*TASK*:
Starting at the first line of the data, please print exactly those lines through the one that holds "man in navy", omitting every picture.

---------- INPUT DATA ----------

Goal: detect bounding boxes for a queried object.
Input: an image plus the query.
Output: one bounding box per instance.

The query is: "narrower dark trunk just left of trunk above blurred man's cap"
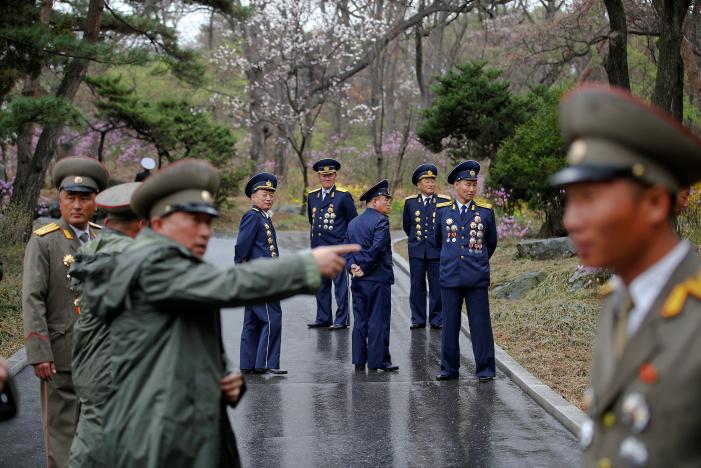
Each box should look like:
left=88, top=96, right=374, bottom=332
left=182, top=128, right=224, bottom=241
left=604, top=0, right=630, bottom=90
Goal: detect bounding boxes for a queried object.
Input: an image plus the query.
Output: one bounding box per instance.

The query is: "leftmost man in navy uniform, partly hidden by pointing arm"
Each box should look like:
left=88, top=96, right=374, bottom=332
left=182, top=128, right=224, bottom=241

----------

*SOLUTION TO THIS PROBLEM*:
Goal: detect bounding boxes for a queried object.
Input: an image plus the query.
Output: one bounding box per instance.

The query is: "narrower dark trunk just left of trunk above blurred man's cap"
Each box should look like:
left=88, top=96, right=374, bottom=332
left=182, top=128, right=224, bottom=241
left=604, top=0, right=630, bottom=90
Goal: detect bounding boxes for a queried object.
Input: an image plus the query.
Output: one bounding box per instance.

The query is: "leftmost man in navy uniform, partly hidden by pointing arm"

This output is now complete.